What needs to be done: Rewrite every line of the material below, requests included, from the line holding "Could you tag the seated" through the line holding "point(981, 135)", inclusive. Multiply each point coordinate in the answers by 2.15 and round to whole numbers with halves going up, leaving the requests and their sample outputs unchanged.

--- Start ---

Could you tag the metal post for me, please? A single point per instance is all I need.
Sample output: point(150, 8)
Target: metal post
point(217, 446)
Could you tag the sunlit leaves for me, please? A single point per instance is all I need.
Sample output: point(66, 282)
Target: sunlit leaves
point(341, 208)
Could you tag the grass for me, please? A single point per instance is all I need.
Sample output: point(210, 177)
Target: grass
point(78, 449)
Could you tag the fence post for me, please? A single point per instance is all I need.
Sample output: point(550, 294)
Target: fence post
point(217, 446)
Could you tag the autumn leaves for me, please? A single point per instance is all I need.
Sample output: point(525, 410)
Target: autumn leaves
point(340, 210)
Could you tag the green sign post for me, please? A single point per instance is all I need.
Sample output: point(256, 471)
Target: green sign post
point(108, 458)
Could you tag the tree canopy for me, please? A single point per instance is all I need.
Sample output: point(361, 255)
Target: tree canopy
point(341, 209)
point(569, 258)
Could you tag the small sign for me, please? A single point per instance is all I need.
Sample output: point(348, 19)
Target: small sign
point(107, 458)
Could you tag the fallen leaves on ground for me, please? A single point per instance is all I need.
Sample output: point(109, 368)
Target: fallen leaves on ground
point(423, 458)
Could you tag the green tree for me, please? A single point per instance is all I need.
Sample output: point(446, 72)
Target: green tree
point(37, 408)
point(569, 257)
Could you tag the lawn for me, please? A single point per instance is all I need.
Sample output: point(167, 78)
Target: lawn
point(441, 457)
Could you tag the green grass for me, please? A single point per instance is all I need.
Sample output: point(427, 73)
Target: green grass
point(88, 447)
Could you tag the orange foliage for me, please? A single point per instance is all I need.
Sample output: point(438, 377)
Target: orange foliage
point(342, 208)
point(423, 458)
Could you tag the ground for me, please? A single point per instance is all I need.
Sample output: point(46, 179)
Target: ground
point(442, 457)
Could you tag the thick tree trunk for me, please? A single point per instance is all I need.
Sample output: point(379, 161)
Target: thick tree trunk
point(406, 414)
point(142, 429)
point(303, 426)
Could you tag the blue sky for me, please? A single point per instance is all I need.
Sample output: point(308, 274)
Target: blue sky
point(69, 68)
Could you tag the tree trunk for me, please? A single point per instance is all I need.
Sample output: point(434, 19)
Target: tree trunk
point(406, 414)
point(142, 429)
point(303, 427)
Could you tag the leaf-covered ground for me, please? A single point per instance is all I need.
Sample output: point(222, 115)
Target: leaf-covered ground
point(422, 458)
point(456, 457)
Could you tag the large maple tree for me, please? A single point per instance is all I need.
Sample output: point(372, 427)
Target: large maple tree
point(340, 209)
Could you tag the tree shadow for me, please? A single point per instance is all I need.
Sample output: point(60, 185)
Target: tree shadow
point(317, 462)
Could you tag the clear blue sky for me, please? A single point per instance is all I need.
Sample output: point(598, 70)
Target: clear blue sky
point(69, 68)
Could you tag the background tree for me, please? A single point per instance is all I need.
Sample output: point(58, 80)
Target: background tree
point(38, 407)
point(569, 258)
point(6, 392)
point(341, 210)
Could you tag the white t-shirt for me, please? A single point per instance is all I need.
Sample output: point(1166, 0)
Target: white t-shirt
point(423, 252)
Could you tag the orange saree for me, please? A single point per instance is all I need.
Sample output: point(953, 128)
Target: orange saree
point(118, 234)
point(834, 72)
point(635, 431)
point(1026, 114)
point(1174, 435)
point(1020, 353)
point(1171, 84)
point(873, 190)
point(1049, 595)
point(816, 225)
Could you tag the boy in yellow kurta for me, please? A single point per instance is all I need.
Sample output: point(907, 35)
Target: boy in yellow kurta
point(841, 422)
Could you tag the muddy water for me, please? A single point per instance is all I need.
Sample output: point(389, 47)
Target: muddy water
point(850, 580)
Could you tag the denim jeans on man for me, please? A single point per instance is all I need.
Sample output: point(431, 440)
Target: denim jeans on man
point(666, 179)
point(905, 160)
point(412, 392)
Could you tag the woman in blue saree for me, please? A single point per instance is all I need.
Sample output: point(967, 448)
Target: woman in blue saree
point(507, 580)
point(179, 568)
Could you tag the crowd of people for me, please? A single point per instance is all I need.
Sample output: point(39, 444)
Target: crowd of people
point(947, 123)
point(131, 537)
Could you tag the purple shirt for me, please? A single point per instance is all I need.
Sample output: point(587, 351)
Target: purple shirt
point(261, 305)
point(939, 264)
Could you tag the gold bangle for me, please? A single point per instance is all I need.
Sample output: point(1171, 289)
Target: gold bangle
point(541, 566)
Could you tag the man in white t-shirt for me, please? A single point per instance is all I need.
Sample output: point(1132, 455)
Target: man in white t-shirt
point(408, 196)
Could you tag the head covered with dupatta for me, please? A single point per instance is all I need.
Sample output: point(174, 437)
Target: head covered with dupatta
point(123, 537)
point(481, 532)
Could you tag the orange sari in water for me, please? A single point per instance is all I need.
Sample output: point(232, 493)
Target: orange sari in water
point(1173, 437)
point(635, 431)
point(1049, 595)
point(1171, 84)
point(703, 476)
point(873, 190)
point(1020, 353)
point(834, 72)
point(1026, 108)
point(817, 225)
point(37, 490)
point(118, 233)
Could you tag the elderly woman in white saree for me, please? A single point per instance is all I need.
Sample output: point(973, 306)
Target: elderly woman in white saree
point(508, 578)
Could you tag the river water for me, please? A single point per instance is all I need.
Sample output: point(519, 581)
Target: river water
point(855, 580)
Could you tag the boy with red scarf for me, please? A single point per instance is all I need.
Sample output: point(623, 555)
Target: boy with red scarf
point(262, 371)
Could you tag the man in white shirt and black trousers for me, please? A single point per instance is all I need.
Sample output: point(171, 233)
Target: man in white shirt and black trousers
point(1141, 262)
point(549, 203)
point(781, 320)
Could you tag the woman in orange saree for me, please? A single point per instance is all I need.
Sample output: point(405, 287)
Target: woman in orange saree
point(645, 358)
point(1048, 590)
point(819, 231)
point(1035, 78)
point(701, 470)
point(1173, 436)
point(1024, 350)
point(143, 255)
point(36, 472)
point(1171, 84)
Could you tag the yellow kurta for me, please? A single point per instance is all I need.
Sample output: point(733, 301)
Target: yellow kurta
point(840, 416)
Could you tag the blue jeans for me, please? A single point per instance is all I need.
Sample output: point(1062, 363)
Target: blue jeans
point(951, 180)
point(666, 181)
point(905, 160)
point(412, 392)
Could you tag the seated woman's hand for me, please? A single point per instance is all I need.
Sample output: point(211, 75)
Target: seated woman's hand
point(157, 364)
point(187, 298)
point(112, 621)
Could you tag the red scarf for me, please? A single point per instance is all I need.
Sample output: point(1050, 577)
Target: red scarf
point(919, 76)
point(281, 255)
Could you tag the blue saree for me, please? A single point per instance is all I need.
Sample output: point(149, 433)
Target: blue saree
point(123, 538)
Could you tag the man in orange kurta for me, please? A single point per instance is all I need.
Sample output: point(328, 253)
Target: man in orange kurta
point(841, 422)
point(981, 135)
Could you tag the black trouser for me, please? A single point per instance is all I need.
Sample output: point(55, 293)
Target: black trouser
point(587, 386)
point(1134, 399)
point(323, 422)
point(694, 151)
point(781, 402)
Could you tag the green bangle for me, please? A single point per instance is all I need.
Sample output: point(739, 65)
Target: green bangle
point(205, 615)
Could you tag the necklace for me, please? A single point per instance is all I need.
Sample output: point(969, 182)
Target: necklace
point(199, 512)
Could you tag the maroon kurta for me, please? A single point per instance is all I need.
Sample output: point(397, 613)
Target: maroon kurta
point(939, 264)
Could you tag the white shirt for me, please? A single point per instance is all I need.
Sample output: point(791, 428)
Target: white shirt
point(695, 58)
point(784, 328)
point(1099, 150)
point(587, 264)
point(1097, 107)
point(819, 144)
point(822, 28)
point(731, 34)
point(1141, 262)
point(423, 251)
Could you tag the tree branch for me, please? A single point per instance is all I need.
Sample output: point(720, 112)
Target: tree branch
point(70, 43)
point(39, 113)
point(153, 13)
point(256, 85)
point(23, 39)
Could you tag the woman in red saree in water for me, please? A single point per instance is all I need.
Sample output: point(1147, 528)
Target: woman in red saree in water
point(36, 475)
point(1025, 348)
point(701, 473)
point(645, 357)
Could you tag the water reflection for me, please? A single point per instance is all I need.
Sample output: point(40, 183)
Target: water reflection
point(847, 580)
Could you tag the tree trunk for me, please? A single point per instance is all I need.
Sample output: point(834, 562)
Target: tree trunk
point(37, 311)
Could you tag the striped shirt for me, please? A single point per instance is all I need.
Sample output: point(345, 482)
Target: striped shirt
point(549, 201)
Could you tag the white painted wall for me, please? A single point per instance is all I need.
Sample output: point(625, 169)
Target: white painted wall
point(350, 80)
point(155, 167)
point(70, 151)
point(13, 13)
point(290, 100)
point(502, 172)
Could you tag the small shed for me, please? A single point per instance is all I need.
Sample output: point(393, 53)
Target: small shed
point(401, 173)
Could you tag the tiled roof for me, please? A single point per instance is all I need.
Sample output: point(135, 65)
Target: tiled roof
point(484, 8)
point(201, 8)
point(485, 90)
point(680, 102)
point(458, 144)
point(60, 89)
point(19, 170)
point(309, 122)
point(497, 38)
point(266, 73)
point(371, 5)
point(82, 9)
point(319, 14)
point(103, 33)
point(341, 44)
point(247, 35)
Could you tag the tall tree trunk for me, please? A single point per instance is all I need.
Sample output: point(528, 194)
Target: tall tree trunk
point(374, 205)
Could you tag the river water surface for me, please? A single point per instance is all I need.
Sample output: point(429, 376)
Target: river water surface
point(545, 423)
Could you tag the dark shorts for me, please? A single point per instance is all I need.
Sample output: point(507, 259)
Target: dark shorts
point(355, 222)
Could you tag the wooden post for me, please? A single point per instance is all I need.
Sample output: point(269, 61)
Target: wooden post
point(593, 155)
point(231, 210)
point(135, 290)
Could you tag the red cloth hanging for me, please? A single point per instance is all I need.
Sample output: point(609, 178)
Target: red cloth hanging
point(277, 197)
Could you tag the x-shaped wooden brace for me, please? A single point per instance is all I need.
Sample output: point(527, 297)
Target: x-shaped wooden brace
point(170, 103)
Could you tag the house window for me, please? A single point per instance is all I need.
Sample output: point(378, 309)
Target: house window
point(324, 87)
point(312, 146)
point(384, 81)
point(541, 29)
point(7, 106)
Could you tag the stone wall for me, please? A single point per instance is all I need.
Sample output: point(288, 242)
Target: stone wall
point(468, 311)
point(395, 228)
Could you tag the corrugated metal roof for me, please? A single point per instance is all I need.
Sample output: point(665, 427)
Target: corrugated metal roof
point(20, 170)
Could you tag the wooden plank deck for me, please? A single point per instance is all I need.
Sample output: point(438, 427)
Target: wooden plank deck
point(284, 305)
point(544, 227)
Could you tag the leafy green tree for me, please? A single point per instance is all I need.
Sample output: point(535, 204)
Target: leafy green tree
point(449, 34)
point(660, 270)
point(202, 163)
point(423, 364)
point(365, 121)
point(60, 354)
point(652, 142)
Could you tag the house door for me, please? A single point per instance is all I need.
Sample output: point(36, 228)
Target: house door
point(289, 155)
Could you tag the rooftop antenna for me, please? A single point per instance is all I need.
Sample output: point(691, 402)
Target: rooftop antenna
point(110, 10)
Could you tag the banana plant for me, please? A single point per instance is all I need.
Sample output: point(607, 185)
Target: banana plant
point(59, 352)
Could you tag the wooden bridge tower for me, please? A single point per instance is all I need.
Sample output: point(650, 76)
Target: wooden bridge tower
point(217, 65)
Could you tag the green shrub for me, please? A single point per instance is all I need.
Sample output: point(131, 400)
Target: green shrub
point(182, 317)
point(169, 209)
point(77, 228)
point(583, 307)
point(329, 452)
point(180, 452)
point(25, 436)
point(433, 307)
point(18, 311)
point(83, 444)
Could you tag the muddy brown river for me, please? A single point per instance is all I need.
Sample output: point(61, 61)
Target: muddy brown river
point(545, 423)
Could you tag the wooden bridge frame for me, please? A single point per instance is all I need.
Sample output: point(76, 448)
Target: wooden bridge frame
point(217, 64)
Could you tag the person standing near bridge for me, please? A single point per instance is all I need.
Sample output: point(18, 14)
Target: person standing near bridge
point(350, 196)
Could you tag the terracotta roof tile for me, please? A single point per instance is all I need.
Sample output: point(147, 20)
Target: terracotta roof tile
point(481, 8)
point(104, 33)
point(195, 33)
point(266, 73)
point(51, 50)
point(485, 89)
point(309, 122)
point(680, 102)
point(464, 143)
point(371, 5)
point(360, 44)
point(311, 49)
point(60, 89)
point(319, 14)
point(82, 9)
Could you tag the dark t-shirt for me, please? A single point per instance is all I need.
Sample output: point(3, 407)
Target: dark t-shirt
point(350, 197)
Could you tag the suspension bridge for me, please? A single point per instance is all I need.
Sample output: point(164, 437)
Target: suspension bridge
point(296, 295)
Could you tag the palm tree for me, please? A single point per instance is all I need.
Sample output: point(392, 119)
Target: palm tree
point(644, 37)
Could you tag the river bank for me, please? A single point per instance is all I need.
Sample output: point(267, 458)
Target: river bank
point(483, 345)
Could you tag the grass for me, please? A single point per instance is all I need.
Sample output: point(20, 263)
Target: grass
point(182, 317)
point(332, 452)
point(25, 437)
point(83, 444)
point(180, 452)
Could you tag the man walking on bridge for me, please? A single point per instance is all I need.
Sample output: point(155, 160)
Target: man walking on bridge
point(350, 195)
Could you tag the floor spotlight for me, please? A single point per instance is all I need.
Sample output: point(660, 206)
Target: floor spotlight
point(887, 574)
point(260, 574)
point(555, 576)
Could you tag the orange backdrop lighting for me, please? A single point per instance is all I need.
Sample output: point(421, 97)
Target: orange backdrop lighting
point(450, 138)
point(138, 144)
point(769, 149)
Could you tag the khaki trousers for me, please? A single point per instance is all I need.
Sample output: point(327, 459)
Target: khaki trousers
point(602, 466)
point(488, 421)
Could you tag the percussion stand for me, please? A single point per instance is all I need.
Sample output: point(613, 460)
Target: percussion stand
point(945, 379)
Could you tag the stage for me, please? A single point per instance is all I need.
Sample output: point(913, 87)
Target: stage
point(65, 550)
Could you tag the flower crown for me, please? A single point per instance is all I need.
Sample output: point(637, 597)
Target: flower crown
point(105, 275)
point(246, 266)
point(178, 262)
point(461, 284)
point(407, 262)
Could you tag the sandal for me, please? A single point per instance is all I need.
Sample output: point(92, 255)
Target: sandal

--- End ---

Reply to the exercise:
Could you tag the seated woman's hand for me, please? A single point per instance is all I need.
Sample output: point(211, 75)
Target: seated woman's hand
point(338, 783)
point(402, 641)
point(241, 1335)
Could you tag the red scarf for me, please? A single point per instance is all I need.
Sample output: point(1050, 577)
Target: red scarf
point(1976, 163)
point(604, 548)
Could you tag the blue saree for me, please? A single point per instance is all I need.
Sample output: point(149, 433)
Target: blue saree
point(264, 1157)
Could you tag the man in orange kurta for me, please? A single point per instance is all I need.
Sample output: point(328, 253)
Target: man in orange kurta
point(1808, 907)
point(2109, 290)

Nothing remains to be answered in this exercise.